Segment Start: Text shown

The WHO South-East Asia Region, home to more than 2 billion people is highly vulnerable to climate change and has the highest estimated number of deaths due to climate change.
Intense rainfall, frequent floods, forest fires and droughts triggered by climate change are already impacting health and livelihood and causing huge sufferings, mental health issues, deaths and displacement, globally and in the region.
Rising temperatures are also leading to an outbreak of infectious disease, heat strokes, trauma and even death from extreme heat. Crop failure linked to climate change is driving malnutrition and undernutrition. The same pollutants poisoning the air are also impacting health.
Over 90 per cent of people globally breathe polluted air resulting in seven million deaths every year, including 2.4 million deaths in the SE Asia Region. The ongoing Covid-19 pandemic has further exposed the inequitable and unsustainable nature of existing political, social, and commercial decisions.

Segment End: Text shown
Segment Start: Provided records

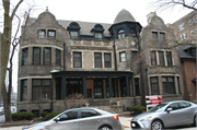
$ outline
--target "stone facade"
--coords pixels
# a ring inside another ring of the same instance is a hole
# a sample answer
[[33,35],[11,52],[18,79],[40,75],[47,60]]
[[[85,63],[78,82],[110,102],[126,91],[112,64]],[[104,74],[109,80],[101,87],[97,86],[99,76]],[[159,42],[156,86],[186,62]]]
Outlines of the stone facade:
[[[197,12],[193,11],[172,24],[179,47],[185,99],[196,99],[196,43],[197,43]],[[188,45],[187,45],[188,44]],[[193,44],[195,46],[193,46]]]
[[[178,51],[167,48],[175,35],[155,13],[148,21],[142,28],[126,10],[114,24],[58,21],[48,9],[37,19],[26,15],[19,54],[18,110],[38,114],[79,103],[108,106],[117,101],[126,107],[142,105],[144,95],[155,94],[163,95],[163,101],[183,99]],[[155,32],[162,42],[152,39]],[[73,95],[68,99],[74,93],[83,99]]]

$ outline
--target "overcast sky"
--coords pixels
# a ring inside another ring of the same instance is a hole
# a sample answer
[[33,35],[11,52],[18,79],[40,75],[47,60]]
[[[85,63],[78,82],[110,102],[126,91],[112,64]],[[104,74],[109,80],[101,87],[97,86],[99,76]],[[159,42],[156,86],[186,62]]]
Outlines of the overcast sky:
[[[11,0],[16,2],[19,0]],[[142,26],[147,25],[147,15],[157,9],[150,4],[152,0],[33,0],[28,4],[34,4],[31,12],[32,17],[37,17],[48,7],[57,20],[84,21],[95,23],[113,24],[116,15],[123,9],[129,11],[137,22]],[[21,14],[27,10],[27,4],[23,3]],[[176,8],[174,10],[157,11],[157,14],[163,19],[164,23],[174,23],[192,10]],[[15,64],[18,58],[14,58]],[[18,66],[14,67],[14,92],[16,92]]]

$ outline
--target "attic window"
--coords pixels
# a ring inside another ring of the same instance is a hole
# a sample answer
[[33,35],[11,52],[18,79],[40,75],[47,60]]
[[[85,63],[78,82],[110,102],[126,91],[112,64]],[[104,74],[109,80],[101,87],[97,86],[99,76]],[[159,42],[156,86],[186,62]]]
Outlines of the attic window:
[[39,29],[38,31],[38,37],[39,38],[45,38],[45,35],[46,35],[46,31],[45,29]]
[[118,39],[121,39],[121,38],[125,38],[125,31],[124,29],[120,29],[118,32]]
[[129,29],[129,37],[136,37],[136,32],[132,28]]
[[48,37],[56,37],[56,31],[48,29]]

Segment End: Provided records

Tasks to complete:
1 – In the text about climate change and health in the WHO South-East Asia Region, how many deaths each year in that region result from polluted air?
2 – Resume the text about climate change and health in the WHO South-East Asia Region from its last sentence.
The rows are separate material and have no connection to the text about climate change and health.

Expected results:
1 – 2.4 million deaths each year.

2 –
"We have a once-in-a-century opportunity to drive transformative, lasting change. The Covid-19 pandemic has shown us that if decision-making is transparent, evidence-based, and inclusive, people will support bold and far-reaching policies that protect their health, families and livelihoods," said the Regional Director.
The WHO is calling on countries to prioritise equitable health now, and for the future generations-including long-term investments, well-being budgets, social protection, and legal and fiscal strategies to allow for societies to flourish and fulfil everyone's right to health and development while protecting our planet.